A cybersecurity risk assessment can take many forms depending on the needs of your organization. They include:
- Standards-based assessment (NIST)
- Penetration testing
- Vulnerability assessment
- Security audit
- Breach and attack simulation
What does a cybersecurity risk assessment analyze?
A cybersecurity risk assessment analyzes your entire security landscape and what assets (such as computers, hardware, customer data, etc.) can be affected by a cyber attack. This includes analyzing the infrastructure effectiveness, resilience, third- and fourth-party vendors, mitigation techniques, and general risk and vulnerabilities.
Who should be involved in a cybersecurity risk assessment?
There are several key members that you will want to include on your cybersecurity risk assessment team to ensure your assessment includes the entire organization. Depending on the scope of your organization, this generally includes:
- Chief Information Security Officer (CISO)

◆ TASKS TO PERFORM
a - Answer these questions from the text on cybersecurity risk assessments, one line each:
(i) Which form of assessment is paired with NIST?
(ii) What examples of assets are given in parentheses?
(iii) Which role appears in the list of team members?
b - According to the text on cybersecurity risk assessments, why should an organization include several key members on its assessment team? Reply in one to three sentences.
c - Reproduce the text on cybersecurity risk assessments from "- Penetration testing" to "Security Officer (CISO)".

◆ INPUT DATA

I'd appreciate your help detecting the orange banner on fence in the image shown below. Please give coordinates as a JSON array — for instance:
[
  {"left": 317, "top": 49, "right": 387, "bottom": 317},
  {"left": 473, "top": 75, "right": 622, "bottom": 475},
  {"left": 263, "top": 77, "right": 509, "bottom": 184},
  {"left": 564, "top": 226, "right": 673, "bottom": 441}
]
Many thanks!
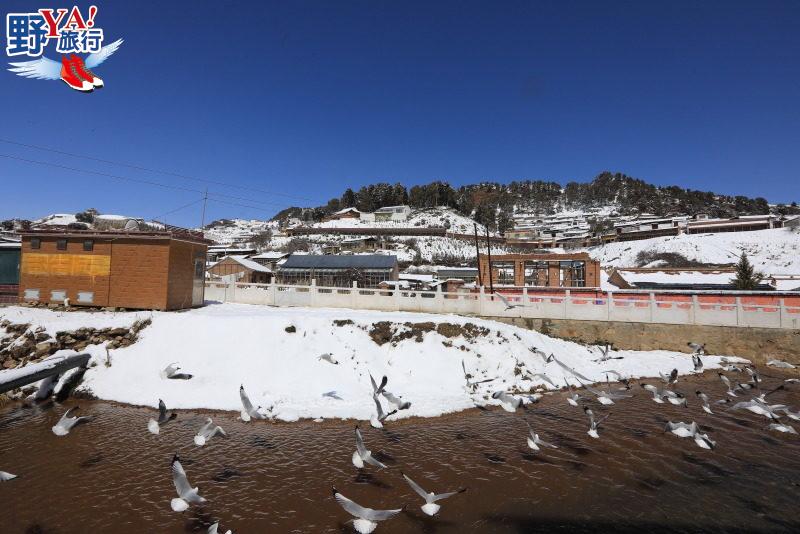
[{"left": 20, "top": 252, "right": 111, "bottom": 276}]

◆ PER-TASK ANSWERS
a -
(i) Standards-based assessment
(ii) Computers, hardware, and customer data
(iii) Chief Information Security Officer (CISO)

b - An organization should include several key members to ensure that the assessment covers the entire organization.

c -
- Penetration testing
- Vulnerability assessment
- Security audit
- Breach and attack simulation
What does a cybersecurity risk assessment analyze?
A cybersecurity risk assessment analyzes your entire security landscape and what assets (such as computers, hardware, customer data, etc.) can be affected by a cyber attack. This includes analyzing the infrastructure effectiveness, resilience, third- and fourth-party vendors, mitigation techniques, and general risk and vulnerabilities.
Who should be involved in a cybersecurity risk assessment?
There are several key members that you will want to include on your cybersecurity risk assessment team to ensure your assessment includes the entire organization. Depending on the scope of your organization, this generally includes:
- Chief Information Security Officer (CISO)